WORK INSTRUCTIONS -
Extract the lines from the start of the entries through the line that contains "[[[633,307],[601,311],[571,403],[486,631],[869,631]]]", inclusive, reproducing them verbatim.
— begin STORED RECORDS —
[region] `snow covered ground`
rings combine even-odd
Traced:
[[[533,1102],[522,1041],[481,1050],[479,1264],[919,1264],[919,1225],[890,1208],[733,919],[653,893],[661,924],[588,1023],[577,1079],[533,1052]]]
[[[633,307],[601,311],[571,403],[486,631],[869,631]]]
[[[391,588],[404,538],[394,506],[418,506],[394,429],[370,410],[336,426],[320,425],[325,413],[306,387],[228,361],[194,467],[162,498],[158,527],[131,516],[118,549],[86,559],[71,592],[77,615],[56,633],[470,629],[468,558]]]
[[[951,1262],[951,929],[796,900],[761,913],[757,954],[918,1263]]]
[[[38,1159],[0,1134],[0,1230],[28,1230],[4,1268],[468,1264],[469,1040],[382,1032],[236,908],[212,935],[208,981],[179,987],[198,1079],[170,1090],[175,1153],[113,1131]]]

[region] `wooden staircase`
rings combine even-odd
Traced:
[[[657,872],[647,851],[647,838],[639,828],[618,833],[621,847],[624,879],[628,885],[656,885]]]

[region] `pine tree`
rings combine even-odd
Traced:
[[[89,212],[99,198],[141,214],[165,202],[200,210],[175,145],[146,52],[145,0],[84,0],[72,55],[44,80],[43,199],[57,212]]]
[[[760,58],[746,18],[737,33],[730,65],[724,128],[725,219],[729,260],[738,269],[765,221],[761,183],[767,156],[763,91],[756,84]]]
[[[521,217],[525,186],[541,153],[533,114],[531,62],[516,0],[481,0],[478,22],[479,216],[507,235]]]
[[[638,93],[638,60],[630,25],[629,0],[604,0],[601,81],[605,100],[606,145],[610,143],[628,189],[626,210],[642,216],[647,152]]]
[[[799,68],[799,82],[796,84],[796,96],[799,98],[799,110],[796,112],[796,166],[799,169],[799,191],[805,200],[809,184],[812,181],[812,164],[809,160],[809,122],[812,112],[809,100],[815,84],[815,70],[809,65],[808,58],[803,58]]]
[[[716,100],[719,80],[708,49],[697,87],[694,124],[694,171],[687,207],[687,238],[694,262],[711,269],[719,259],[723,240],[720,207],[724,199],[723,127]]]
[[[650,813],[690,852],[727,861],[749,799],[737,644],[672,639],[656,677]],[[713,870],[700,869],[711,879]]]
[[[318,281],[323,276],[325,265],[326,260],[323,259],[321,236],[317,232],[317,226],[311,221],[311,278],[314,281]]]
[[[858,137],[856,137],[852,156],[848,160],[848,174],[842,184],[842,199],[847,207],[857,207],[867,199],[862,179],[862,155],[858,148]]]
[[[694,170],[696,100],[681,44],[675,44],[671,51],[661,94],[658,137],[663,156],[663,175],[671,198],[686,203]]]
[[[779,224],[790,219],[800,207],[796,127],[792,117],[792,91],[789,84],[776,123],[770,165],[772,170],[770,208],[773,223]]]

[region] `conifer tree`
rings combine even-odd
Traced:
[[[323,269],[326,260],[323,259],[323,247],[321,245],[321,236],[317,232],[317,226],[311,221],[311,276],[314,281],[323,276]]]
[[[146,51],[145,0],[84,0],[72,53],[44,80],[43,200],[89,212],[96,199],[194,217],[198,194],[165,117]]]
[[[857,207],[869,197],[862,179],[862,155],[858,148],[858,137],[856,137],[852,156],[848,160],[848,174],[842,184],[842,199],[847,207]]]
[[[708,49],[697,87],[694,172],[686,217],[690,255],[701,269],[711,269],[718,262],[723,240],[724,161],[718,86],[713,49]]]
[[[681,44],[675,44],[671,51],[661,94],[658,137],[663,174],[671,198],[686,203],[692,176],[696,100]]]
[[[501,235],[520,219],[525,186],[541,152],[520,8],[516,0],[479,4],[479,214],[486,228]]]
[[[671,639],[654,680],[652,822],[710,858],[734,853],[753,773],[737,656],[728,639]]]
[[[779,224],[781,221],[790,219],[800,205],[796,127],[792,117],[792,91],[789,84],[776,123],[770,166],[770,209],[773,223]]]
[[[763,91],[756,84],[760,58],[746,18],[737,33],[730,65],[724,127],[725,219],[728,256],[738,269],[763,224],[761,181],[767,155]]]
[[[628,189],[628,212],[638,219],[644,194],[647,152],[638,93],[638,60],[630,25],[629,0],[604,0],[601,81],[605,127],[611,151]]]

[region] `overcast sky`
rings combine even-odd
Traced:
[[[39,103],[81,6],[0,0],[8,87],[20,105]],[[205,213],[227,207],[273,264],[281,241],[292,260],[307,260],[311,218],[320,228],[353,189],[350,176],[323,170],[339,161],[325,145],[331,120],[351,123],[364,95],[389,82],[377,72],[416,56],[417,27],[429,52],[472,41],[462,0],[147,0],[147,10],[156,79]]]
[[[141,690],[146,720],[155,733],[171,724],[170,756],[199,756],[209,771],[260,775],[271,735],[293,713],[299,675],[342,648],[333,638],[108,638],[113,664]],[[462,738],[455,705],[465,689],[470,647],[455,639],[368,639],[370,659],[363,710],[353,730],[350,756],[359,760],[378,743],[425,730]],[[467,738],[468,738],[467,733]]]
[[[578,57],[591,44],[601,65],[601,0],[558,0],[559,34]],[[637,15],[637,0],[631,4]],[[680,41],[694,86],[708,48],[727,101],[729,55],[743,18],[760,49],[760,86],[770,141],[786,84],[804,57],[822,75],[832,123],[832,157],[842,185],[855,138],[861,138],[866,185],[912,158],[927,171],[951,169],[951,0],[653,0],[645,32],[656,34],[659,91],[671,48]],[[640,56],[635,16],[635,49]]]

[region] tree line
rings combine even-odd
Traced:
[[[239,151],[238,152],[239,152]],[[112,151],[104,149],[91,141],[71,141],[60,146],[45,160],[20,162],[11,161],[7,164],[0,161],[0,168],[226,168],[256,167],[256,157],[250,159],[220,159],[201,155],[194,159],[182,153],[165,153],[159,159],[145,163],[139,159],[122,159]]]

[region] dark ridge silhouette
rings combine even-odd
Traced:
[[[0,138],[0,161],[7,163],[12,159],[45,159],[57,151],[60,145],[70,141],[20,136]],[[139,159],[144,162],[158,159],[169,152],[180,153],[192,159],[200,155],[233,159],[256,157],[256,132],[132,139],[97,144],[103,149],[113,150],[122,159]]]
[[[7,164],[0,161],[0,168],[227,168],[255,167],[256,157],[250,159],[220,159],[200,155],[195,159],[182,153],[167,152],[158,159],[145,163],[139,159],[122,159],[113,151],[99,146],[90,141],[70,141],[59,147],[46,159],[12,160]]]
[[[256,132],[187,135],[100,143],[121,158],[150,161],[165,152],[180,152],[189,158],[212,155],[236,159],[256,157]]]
— end STORED RECORDS —
FINAL RESULT -
[region] `snow covered ground`
rings combine even-odd
Traced:
[[[533,1102],[522,1041],[481,1050],[479,1264],[919,1264],[919,1225],[890,1208],[733,919],[653,893],[661,924],[588,1023],[577,1079],[533,1052]]]
[[[633,307],[601,311],[571,403],[486,631],[869,631]]]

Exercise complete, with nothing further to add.